» Consigne donnée:
Répondez à ces questions d'après le texte ci-dessous sur la manifestation :
1. Combien de personnes la police a-t-elle validées ?
2. Où le secrétaire de l'UD-CGT du Doubs était-il posté ?
3. Combien de temps s'est écoulé entre la tête et la fin du cortège selon les estimations faites depuis la tour de la Pelote ?

» Texte fourni:
===

Concernant les chiffres de participation, ils ont créés une controverse… interne ! Si la police valide environ 3 000 personnes, le secrétaire de l’UD-CGT du Doubs José Avillès en a quant à lui annoncé quelque 4 000. « On ne remet pas en doute sa sincérité, mais il était posté au niveau du trésor public [quai Adolphe Veil-Picard]. C’était peu après le lancement de la manif’ et alors que les gens viennent de plus en plus tard, je pense qu’il a donc forcément raté du monde. Ces vérifications, elles auraient sans doute dues être faites au milieu du parcours, avenues Édouard Droz, de l’Helvétie, ou Arthur Gaulard » peste une habituée, qui reconnaît toutefois « une baisse évidente ce jeudi. »

Souvent engagé au sein des défilés locaux, Patrick abonde en ce sens… pour ce compteur aguerri, sa vision était plus proche des 5 000. « C’est rare car méthodes et endroits diffèrent peu, mais oui je suis en désaccord avec les syndicats. » Une analyse qui rejoint nos estimations, depuis la tour de la Pelote : vingt-et-une minutes entre la tête et la fin du cortège, certes loin de la quarantaine allouée au cortège du samedi 11 février et ses 14 000 protestataires allégué.e.s. Mais même en tenant aussi compte des espacements plus flagrants, notre comparatif tablait sur un tiers. Toujours très en-deçà des maximales enregistrées, en somme ; dans l’attente de ce sursaut escompté.

===

» Entrées de données recueillies:

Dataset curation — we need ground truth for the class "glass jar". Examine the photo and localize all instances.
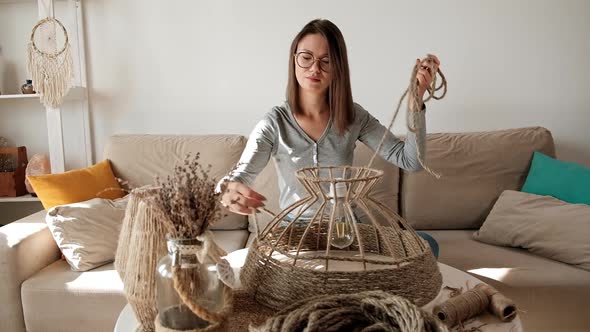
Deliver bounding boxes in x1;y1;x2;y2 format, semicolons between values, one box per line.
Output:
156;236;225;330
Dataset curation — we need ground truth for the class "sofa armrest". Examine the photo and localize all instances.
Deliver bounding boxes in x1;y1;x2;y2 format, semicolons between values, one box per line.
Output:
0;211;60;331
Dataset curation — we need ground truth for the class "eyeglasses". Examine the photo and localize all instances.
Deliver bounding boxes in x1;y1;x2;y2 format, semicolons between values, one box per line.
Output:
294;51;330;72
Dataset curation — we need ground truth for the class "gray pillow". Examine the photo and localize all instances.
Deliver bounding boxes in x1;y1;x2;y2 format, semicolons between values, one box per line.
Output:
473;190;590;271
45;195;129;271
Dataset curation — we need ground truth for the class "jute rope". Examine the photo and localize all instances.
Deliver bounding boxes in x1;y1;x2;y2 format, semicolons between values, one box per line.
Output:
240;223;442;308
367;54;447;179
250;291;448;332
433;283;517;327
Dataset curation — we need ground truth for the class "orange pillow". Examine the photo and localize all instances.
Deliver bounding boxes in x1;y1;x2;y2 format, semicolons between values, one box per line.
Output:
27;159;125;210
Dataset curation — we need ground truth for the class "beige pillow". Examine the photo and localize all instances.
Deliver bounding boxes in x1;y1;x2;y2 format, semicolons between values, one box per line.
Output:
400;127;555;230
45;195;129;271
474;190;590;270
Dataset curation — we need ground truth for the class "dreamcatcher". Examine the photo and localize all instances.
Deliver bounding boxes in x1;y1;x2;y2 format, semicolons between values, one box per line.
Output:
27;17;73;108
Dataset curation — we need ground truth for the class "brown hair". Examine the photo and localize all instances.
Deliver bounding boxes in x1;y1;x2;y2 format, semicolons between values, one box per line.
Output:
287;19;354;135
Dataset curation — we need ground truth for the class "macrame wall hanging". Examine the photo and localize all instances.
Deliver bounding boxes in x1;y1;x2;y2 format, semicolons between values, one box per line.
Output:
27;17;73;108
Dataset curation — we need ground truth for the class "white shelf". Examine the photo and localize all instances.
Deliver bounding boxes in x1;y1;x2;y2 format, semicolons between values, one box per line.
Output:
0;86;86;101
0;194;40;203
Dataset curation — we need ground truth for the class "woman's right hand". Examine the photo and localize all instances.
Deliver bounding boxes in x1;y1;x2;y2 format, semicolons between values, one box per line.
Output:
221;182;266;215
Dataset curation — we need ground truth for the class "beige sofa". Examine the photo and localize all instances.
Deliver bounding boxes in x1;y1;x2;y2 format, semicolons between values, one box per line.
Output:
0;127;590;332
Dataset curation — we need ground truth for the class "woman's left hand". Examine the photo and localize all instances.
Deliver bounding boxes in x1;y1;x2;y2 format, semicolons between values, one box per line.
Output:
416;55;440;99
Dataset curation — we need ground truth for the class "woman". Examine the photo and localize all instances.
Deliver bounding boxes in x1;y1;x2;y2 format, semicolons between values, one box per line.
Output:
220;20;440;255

===

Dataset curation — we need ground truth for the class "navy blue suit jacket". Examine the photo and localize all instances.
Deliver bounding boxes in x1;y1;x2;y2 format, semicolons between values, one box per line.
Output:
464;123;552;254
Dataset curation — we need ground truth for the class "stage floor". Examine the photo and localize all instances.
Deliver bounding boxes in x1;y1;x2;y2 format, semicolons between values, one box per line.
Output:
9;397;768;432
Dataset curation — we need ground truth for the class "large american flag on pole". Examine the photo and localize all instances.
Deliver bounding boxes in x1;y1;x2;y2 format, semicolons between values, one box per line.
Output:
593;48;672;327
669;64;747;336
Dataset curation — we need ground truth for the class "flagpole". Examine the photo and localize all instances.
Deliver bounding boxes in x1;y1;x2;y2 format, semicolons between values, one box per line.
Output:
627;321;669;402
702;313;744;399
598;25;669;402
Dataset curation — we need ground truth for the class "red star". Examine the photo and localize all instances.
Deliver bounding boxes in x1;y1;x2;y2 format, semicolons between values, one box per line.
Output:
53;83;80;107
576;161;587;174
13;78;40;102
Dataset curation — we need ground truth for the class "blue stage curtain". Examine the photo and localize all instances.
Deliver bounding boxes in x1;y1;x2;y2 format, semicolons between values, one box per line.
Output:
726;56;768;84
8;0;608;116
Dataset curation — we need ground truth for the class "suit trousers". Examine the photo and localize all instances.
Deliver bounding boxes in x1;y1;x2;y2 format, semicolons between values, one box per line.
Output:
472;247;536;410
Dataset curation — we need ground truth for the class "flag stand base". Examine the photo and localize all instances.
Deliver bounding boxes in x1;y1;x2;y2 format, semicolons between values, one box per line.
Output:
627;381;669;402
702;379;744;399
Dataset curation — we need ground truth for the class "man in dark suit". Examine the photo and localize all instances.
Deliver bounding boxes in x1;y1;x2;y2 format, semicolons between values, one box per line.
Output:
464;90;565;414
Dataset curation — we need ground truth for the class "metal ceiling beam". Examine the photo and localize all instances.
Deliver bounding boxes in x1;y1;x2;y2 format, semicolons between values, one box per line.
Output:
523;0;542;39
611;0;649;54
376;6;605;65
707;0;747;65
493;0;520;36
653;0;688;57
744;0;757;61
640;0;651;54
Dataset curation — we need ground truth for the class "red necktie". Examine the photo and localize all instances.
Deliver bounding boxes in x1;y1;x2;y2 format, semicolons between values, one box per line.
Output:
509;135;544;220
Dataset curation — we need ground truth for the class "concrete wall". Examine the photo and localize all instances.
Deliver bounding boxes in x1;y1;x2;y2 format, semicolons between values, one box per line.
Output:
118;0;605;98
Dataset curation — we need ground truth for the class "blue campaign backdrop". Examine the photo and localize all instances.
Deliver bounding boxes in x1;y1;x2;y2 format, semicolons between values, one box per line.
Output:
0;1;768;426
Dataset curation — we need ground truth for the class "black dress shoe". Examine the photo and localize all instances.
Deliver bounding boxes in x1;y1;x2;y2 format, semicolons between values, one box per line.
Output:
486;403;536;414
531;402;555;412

===

» Résultat final:
1. Environ 3 000 personnes.
2. Au niveau du trésor public, quai Adolphe Veil-Picard.
3. Vingt-et-une minutes.